▶ Problem statement: Which lines of the records contain "below"? Collect every one of them.

▶ Records from a dataset:
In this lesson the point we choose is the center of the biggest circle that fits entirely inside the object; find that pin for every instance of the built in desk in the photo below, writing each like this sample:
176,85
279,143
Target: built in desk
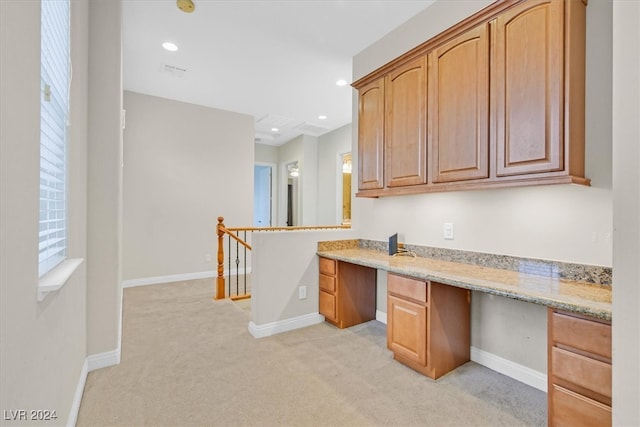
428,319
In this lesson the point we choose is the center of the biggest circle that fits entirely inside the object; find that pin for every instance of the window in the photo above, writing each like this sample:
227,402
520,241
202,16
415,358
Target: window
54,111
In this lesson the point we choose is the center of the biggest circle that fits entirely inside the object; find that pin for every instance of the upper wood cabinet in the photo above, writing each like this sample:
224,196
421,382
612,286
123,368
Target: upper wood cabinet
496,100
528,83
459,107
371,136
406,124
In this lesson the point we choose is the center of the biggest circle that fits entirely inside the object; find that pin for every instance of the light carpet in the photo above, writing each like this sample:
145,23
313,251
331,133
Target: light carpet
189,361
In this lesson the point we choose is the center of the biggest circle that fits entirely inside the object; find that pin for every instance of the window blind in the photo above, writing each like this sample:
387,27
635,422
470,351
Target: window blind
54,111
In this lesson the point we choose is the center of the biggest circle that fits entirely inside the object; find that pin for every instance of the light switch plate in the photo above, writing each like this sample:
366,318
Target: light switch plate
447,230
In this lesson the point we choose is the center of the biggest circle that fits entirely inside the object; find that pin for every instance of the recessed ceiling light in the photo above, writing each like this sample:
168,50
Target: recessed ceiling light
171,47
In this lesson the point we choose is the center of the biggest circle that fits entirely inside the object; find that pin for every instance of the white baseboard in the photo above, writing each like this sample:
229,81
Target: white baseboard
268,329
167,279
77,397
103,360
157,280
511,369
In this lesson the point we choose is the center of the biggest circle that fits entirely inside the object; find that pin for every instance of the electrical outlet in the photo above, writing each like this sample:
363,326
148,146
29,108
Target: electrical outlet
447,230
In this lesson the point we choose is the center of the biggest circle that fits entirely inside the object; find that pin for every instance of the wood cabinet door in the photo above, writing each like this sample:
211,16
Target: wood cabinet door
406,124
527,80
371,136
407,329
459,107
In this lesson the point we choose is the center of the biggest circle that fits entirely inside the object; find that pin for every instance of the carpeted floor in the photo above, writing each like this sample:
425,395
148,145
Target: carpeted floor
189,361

--

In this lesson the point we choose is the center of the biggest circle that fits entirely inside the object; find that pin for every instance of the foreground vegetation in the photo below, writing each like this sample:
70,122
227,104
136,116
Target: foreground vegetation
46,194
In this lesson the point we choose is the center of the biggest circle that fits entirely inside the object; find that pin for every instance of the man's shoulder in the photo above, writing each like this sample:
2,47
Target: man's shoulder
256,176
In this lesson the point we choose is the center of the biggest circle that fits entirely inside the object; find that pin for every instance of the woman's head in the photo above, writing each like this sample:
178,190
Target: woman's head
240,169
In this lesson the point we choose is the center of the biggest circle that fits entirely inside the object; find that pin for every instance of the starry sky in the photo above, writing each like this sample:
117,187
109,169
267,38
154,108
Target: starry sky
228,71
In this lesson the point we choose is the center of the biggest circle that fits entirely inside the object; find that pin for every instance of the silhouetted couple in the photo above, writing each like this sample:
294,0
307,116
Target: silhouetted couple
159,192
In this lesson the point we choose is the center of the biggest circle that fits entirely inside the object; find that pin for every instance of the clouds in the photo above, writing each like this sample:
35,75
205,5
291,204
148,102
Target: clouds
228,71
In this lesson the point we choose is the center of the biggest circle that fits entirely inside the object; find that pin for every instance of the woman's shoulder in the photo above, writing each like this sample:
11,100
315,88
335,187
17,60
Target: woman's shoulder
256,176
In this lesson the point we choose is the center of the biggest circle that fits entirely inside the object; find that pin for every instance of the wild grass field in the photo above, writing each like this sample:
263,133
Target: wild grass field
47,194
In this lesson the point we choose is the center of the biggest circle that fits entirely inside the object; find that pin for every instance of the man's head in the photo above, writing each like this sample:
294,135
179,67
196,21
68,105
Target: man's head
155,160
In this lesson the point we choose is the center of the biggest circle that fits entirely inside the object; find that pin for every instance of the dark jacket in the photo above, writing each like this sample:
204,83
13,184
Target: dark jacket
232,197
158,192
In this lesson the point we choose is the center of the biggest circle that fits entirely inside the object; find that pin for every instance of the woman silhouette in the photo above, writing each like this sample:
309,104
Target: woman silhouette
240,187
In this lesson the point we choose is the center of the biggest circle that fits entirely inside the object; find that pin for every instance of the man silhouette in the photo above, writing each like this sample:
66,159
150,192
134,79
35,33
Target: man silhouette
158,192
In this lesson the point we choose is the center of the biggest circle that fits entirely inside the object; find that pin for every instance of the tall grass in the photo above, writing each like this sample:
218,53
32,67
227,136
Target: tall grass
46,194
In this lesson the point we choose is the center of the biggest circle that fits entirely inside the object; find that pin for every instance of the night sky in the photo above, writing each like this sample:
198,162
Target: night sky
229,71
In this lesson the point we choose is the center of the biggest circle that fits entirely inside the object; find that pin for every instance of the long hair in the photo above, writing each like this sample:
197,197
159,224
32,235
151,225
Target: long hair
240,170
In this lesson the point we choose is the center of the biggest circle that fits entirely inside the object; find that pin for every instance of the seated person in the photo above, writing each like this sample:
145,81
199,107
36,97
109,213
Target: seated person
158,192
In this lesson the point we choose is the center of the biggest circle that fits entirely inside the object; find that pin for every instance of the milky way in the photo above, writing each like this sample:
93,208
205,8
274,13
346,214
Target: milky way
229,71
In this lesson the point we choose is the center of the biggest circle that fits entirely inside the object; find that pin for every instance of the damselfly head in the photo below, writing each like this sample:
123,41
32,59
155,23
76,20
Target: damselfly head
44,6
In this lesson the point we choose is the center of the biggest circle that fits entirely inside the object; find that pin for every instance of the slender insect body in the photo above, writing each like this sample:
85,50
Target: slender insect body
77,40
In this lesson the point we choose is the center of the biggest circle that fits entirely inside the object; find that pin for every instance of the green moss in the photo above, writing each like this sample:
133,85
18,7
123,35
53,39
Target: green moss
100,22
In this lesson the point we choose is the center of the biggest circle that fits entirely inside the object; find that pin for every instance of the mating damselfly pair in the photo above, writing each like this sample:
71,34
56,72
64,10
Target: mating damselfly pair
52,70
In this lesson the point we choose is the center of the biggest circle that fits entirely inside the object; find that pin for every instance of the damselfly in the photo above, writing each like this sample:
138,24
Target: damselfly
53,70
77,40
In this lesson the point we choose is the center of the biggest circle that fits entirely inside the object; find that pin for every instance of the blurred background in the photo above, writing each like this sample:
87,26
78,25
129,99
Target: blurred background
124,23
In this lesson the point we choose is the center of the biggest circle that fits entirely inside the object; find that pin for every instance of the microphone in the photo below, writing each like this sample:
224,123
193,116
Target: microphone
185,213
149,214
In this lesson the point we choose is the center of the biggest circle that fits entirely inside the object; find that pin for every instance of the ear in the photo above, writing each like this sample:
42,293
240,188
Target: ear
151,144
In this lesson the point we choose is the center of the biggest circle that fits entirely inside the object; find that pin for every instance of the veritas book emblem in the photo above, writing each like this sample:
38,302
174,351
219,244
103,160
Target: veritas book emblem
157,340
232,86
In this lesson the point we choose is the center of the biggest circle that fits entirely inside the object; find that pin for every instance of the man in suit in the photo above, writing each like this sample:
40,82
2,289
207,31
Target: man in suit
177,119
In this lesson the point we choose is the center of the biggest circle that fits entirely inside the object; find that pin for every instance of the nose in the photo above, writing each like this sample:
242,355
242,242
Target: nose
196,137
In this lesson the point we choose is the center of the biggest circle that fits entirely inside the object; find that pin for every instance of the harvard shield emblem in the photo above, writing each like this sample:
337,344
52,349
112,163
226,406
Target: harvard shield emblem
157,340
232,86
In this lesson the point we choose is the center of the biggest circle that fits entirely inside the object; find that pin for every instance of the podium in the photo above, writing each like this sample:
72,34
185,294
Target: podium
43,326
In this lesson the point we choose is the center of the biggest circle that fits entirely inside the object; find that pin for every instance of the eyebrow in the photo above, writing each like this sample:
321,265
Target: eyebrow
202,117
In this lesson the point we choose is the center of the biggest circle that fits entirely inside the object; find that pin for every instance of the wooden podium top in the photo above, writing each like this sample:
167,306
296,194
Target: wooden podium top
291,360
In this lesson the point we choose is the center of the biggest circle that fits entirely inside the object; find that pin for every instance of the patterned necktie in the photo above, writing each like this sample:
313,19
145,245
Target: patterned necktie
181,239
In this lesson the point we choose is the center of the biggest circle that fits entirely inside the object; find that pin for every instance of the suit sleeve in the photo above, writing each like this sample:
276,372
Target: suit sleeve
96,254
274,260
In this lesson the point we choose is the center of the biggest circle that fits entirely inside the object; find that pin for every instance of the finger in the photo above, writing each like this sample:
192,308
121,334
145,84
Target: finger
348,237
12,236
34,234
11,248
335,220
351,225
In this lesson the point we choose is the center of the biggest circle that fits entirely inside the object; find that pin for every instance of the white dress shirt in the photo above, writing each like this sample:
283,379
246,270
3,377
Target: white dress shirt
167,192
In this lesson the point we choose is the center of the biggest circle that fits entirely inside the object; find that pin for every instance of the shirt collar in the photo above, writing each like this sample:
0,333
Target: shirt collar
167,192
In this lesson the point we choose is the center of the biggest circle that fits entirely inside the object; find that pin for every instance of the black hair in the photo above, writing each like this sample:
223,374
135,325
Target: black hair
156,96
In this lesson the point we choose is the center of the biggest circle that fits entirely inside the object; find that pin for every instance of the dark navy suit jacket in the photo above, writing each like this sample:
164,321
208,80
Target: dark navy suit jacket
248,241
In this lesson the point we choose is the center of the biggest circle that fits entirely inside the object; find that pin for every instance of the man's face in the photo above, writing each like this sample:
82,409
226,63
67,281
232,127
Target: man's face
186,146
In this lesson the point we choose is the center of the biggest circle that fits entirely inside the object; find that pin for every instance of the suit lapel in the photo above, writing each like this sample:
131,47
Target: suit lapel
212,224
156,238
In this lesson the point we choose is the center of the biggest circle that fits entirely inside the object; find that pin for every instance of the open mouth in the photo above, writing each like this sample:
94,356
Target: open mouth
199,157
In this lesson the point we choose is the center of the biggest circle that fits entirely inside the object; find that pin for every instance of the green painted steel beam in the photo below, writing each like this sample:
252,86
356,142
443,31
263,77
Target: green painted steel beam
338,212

...

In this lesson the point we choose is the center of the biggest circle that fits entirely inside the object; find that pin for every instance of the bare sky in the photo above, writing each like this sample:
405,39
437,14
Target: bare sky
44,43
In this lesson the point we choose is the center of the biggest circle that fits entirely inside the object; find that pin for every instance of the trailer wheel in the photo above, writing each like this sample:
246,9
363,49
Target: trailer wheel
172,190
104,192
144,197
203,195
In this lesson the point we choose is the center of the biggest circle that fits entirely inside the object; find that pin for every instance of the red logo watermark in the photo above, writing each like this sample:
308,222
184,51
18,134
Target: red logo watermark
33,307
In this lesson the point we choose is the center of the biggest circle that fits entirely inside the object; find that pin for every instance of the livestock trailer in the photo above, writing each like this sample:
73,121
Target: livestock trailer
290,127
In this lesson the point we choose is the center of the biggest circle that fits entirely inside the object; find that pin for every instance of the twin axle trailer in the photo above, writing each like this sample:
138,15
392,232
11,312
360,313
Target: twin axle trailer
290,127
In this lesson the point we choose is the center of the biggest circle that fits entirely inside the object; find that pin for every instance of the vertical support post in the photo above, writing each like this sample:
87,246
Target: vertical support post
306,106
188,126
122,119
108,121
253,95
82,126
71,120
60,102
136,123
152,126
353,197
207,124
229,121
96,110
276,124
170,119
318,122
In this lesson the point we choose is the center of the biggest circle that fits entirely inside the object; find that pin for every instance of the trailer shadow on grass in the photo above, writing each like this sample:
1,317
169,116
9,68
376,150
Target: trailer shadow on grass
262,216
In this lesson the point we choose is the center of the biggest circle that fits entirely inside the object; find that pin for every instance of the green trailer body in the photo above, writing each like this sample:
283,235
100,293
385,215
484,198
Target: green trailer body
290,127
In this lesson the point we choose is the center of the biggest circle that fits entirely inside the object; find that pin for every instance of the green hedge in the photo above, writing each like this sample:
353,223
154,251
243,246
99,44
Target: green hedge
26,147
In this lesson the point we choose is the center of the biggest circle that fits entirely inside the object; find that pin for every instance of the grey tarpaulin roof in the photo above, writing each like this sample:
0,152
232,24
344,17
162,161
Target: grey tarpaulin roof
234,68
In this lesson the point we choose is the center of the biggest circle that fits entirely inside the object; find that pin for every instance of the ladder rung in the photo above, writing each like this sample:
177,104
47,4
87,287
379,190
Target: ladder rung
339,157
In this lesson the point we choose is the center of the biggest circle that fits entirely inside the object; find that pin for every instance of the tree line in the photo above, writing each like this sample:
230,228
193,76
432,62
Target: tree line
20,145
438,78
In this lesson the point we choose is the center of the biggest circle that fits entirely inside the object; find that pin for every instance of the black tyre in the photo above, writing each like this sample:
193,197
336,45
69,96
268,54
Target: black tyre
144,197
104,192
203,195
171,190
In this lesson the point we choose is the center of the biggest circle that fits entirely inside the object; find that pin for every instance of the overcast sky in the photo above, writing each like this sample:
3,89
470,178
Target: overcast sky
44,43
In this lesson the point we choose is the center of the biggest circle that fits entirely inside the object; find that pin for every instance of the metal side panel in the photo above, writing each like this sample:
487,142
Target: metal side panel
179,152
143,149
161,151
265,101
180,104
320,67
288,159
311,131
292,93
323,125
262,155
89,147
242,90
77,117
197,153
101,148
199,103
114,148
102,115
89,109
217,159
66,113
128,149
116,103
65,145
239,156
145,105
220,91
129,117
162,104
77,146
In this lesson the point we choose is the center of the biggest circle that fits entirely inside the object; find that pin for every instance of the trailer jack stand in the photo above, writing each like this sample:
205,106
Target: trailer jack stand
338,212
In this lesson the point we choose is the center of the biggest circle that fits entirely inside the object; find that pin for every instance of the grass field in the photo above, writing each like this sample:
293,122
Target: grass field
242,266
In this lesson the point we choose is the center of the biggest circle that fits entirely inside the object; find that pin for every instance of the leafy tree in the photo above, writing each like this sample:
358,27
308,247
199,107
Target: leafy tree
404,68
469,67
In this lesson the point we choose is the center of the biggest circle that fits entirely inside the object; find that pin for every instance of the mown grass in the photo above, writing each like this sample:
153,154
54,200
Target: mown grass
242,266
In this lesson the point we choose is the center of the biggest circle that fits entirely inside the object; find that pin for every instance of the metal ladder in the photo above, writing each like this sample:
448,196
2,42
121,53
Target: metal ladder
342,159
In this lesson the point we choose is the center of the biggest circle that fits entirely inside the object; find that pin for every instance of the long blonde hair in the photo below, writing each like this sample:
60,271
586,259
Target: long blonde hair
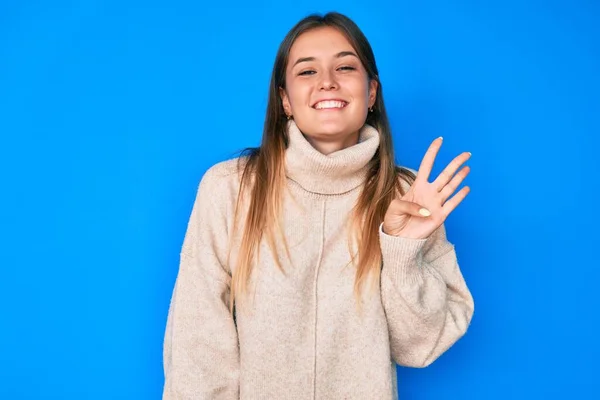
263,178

▶ Response to this exercise:
In this lesson the point we choose is the center of the biggest circle that fits entirely inside the object; find that pin for every instance of the built in desk in the photo below, writing each like this sample:
In this lesson the point we choose is the center of the biggest circle that fits entirely inside the object; find that pin for every instance of the foreground vegetation in the photo below, writing each like this sample:
In this lesson the point we choose is the center of the biggest circle that fits entirely inside the object; find that pin for every instance of the damselfly head in the photo below, writing each like this sample:
In this lesson the point we choose is the center of the biggest circle that fits entirely inside the object; find that pin for every instance of the microphone in the photo below, writing each like this sample:
In this lesson the point we choose is the center of the biggest circle that fits entirely inside the object; find that pin for every instance of the green painted steel beam in the photo below, writing each like this sample:
In this lesson the point we choose is the center of the biggest circle that fits entirely inside the object; find that pin for every instance of the long blonde hair in the photo below, writing each like this sample:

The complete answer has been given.